定性検査法では、ネガティブコントロールを含む試料で定性範囲を確認する。それぞれの濃度で5~10の繰り返しを行う。濃度に対して陽性率をプロットする。
・適用できるマトリクス
適用可能なマトリクスを明示的に示す。
・真度
定量法では、適切な範囲の濃度を添加した試料からの回収率を、真度の指標とする。6試料でそれぞれ3濃度における回収率を示す。
定性法では既存の方法と比較する。
・精度
定量法では、異なる日間、分析者間、検量線間、試薬間、マトリクス間のRSDを示す。定性法では、数種類の濃度での正答率・偽陽性・偽陰性率で表す。
・既存の方法との比較
可能ならば既存の方法(バリデートされた方法が望ましい)との比較を行うことが、強く推奨される。
・交差反応性
類似物質、代謝物、マトリクス中に存在する可能性のある成分への反応性。
・安定性
時間、温度、凍結・融解サイクルに対する、キットの各部の頑健さを評価する。
・検出限界
定量検査法では、マトリクスブランクの平均値+3標準偏差を、分析対象の濃度に変換する。
・定量限界
マトリクス毎に、少なくとも6個の添加サンプルを実際に分析して決定する。
・偽陽性・偽陰性率
定性検査法に適用される。
・頑健性
試験環境で起こりうるわずかな変化による試験系の変動の程度の試験。
2.5 単一試験室におけるバリデーション(single laboratory validation)
試験室間試験の前に分析法の実行可能性を確認する。コラボラティブデータが得られない、あるいは正式なコラボラティブトライアルの実施が現実的ではない場合に、分析法の信頼性の証拠を提供する。既にバリデートされた方法が正しく使用されていることを保証する等の目的のために、1試験室におけるバリデーションが行われる。このバリデーションについては、IUPACの技術報告が調和ガイドラインを提供している。その中の勧告では、
・ 可能及び現実的ならば、国際的プロトコルに適合したコラボラティブトライアルで性能を評価された分析法を使用する。
・ そのような分析法がない場合には、顧客に分析データを提供する前に試験室内で分析法をバリデートする。
・ 単一試験室バリデーションでは、以下の中から適切な性能を選んで評価する:適用性、特異性、真度、精度、範囲、定量下限、検出下限、感度、頑健性。どの性能を選ぶかは、顧客の要求を考慮して決定する。
・ これらの性能が評価された証拠は、顧客から要求された場合には利用できるようにしておく。
とされている。

### ボックス注釈データの各行
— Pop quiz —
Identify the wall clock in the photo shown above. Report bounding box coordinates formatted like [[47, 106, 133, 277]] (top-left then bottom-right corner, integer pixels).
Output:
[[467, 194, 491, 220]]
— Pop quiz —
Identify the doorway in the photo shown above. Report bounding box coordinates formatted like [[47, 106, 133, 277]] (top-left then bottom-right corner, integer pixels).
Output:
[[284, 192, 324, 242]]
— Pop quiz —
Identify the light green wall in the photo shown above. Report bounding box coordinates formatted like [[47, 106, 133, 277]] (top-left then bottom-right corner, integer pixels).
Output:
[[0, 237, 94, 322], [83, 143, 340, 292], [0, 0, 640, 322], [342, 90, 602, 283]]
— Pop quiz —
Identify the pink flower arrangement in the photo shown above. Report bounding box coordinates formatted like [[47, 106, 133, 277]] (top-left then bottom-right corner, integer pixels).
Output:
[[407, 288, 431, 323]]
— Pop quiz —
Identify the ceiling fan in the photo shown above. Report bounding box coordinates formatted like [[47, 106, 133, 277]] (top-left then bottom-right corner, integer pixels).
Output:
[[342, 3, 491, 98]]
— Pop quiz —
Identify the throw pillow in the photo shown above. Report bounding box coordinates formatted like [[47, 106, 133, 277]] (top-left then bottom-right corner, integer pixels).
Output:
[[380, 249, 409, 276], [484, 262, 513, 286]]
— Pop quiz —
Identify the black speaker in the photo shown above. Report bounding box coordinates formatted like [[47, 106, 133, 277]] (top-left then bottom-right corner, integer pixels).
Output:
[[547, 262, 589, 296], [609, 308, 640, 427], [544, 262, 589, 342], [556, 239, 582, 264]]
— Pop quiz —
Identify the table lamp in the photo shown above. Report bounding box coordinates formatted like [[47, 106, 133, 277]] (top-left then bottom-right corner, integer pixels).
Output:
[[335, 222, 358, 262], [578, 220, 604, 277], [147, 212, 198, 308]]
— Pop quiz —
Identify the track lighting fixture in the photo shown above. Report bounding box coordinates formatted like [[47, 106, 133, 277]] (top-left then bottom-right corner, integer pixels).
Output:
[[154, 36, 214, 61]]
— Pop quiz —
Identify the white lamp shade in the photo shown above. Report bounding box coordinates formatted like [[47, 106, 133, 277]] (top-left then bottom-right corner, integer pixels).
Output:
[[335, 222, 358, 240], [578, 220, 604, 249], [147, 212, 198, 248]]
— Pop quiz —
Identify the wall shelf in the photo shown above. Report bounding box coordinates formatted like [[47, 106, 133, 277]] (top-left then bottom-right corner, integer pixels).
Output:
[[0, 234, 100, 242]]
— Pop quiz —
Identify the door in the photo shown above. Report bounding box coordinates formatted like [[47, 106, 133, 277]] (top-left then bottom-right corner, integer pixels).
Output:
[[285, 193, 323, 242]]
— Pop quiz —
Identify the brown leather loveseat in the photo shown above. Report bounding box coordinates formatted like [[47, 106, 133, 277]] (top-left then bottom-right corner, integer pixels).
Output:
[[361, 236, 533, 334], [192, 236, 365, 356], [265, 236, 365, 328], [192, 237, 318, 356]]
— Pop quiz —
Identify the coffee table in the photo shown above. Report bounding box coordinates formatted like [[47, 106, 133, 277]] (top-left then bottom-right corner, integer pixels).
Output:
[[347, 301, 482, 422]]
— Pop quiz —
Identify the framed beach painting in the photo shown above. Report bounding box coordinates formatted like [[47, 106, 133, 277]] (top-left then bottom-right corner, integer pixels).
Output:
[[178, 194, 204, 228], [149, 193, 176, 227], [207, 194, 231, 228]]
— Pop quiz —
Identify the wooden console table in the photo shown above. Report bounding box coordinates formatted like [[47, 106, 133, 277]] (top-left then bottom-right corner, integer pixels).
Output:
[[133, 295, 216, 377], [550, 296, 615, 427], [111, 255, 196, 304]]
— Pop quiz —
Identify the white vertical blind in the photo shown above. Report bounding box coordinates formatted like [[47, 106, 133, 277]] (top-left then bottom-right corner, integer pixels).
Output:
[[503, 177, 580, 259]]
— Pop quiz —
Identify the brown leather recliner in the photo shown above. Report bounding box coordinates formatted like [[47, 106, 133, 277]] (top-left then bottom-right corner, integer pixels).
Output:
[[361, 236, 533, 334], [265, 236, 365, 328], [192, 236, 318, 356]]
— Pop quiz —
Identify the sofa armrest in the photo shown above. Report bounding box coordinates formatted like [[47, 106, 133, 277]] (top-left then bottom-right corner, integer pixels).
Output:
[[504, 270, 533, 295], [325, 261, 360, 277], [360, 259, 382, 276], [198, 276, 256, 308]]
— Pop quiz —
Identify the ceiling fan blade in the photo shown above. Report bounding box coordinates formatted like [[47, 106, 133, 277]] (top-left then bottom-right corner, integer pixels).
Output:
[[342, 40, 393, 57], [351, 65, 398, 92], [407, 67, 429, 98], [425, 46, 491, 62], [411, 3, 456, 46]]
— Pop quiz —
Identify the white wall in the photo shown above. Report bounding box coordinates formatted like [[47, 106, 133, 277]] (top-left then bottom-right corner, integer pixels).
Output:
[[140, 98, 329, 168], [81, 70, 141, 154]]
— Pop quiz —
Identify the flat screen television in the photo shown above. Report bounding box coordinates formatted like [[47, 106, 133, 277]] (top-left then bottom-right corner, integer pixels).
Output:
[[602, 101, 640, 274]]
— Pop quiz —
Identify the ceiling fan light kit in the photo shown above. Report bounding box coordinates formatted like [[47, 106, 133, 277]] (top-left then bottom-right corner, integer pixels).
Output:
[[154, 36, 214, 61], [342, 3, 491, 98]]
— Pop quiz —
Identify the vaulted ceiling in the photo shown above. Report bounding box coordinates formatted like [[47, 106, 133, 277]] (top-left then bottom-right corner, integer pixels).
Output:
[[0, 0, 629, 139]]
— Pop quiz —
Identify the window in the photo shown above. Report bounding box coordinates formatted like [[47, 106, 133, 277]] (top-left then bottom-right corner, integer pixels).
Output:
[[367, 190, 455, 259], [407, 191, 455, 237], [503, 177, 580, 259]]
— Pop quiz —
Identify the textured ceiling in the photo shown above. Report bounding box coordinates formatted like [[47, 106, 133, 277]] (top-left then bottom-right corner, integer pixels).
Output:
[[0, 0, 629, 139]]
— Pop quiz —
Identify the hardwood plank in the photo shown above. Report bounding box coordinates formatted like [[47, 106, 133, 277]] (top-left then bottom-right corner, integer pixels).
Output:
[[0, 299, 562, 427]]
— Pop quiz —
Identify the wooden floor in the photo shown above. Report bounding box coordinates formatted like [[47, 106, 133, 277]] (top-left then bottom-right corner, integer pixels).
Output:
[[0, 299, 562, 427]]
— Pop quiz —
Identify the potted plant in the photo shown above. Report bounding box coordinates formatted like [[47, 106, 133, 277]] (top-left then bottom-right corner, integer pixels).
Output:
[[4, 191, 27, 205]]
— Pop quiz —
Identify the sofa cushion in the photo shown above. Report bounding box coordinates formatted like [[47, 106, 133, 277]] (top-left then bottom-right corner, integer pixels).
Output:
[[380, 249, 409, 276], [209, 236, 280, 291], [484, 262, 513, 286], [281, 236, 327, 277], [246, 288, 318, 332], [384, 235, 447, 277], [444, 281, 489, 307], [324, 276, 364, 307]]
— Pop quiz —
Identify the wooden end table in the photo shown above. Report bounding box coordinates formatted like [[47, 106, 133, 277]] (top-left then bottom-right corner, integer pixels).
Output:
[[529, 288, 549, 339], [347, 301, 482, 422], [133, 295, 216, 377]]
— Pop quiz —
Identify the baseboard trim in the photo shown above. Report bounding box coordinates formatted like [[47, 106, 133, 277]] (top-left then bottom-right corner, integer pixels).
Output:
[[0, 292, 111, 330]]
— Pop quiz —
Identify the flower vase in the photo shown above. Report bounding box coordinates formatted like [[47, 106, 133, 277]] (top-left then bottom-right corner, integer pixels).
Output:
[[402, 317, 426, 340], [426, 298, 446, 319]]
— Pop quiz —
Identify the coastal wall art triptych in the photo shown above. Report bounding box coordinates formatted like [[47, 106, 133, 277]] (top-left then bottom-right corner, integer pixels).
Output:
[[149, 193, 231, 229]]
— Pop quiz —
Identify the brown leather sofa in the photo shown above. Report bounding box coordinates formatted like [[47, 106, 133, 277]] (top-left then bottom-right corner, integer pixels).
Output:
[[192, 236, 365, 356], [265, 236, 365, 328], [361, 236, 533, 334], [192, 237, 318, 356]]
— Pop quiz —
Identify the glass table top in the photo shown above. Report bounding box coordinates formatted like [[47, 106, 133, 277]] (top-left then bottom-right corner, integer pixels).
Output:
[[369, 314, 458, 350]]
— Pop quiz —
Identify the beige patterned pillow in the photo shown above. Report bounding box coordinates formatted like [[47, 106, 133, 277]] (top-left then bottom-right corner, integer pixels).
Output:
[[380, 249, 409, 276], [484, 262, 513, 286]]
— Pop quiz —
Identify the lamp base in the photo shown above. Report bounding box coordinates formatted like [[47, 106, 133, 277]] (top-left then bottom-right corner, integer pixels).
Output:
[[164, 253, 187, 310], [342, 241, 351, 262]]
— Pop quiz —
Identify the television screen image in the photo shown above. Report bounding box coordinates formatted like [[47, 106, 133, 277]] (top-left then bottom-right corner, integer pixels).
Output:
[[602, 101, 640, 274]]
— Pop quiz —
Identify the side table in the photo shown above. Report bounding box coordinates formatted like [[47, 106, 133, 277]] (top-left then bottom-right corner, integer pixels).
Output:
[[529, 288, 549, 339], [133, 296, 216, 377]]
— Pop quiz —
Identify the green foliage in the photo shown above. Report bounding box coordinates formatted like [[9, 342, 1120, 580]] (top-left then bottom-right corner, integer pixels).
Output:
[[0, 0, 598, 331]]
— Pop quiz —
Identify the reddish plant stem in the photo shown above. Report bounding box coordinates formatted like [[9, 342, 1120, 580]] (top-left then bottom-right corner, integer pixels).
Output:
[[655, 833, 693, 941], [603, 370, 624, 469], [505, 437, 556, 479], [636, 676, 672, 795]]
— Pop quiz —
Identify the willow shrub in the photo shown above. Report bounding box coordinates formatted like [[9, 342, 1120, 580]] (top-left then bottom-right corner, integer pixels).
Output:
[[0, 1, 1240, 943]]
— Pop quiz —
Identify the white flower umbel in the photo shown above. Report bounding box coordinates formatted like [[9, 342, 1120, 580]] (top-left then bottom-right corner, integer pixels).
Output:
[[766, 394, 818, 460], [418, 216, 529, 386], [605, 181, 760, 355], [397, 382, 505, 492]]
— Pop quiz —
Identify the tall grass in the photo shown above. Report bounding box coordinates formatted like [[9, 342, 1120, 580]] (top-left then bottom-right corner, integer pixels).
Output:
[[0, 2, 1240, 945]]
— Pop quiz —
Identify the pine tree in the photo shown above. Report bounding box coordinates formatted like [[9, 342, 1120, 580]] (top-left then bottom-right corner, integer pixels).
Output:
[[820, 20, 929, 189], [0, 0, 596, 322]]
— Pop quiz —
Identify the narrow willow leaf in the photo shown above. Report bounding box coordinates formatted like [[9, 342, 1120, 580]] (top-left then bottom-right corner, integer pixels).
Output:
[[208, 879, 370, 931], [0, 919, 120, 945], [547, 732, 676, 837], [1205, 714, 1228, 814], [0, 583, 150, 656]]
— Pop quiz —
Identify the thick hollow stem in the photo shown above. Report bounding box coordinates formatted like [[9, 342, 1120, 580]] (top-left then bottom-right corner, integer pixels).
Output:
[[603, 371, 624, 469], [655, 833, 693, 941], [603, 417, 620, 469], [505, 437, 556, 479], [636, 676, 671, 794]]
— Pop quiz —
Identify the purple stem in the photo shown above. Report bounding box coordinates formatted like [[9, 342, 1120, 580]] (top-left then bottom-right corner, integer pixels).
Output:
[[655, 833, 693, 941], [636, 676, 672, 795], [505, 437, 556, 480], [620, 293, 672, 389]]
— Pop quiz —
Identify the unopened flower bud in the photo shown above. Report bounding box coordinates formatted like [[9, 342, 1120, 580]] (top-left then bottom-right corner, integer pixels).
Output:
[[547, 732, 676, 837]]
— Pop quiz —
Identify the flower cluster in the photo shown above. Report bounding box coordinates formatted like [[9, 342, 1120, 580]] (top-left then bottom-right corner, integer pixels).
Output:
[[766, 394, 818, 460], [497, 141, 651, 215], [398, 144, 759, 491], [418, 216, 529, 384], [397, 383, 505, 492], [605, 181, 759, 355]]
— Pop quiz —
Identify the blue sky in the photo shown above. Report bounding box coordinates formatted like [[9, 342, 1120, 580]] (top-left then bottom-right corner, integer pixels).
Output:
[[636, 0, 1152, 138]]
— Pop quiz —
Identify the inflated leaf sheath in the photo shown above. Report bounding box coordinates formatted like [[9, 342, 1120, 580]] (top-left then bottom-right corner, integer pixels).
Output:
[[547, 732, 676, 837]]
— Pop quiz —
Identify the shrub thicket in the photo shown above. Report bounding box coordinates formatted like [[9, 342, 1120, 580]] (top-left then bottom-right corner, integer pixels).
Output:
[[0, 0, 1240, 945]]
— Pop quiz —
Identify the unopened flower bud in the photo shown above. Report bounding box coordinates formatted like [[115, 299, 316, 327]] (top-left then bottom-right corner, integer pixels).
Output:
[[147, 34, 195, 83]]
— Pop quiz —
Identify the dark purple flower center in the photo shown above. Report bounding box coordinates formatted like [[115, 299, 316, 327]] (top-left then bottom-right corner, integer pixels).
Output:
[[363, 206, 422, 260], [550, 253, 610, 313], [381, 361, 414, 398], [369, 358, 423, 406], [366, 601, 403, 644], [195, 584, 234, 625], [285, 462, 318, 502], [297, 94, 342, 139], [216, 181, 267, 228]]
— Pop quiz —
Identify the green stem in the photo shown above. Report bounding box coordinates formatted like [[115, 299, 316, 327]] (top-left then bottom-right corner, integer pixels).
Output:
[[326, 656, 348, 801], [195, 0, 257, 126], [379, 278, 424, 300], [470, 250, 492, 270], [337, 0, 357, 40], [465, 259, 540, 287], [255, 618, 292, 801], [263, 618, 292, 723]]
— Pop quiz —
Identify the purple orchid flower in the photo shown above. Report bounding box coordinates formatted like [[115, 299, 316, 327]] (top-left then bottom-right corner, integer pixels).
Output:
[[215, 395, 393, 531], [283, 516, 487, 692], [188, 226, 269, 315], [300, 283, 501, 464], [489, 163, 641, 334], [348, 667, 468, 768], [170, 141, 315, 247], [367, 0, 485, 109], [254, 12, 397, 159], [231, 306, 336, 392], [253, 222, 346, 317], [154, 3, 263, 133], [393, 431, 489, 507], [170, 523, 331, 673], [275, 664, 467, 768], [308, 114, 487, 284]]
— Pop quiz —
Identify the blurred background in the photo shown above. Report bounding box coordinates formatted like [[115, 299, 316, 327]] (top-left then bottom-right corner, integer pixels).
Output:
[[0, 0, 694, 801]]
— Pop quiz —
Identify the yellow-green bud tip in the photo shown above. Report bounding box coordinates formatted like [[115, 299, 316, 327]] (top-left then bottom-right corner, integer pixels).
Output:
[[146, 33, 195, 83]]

### 課題指示 A
記録を絞り込み、文字列「television」を含む行をすべて抜き出して書き写せ。大文字と小文字は区別する。
### 課題指示 B
分析法バリデーションの文章を、最後の文の後から書き継いでください。
分析法バリデーションの文章と記録の間には何の関連もない。

### 解答例 A
Identify the flat screen television in the photo shown above. Report bounding box coordinates formatted like [[47, 106, 133, 277]] (top-left then bottom-right corner, integer pixels).
Identify the television screen image in the photo shown above. Report bounding box coordinates formatted like [[47, 106, 133, 277]] (top-left then bottom-right corner, integer pixels).

### 解答例 B
2.6 特定原材料検知方法評価における問題点
特定原材料タンパク質の検知法として多く用いられる、抗体を用いた酵素免疫測定法(ELISA法)あるいはウェスタンブロット法では、他の機器分析とは異なった問題がある。多くの理化学・微生物検査においては、分析対象物の物性・構造は明らかである。この物性・構造の情報に基づいて適切な手法を選択し、分析法が作成される。一方、食品のアレルゲン検知法においては、対象物が一意に定まらない。例えば、卵を検知する場合、表示は卵全体を含むか含まないかを示すが、検知する対象としては、卵の全てのタンパク質、卵に特異的なある特定のタンパク質、アレルギー性をもつ卵のタンパク質、卵(鶏)の遺伝子等が考えられる。全てのタンパク質を対象とした場合、その本質は明らかではない。特定のタンパク質を対象とした場合には、物性は明らかであるが、表示の対象である卵全体、あるいはアレルゲン性を持っているタンパク質との量的関係は明らかにする必要がある。結果の判定を行うためには、少なくとも、検量線に用いる標準のタンパク質の性質を明らかにすべきである。表示が特定原材料のタンパク質全体を対象としていることから、この標準タンパク質は特定のタンパク質やアレルゲン性を持つタンパク質ではなく、なるべく全てのタンパク質を含んでいることが望ましい。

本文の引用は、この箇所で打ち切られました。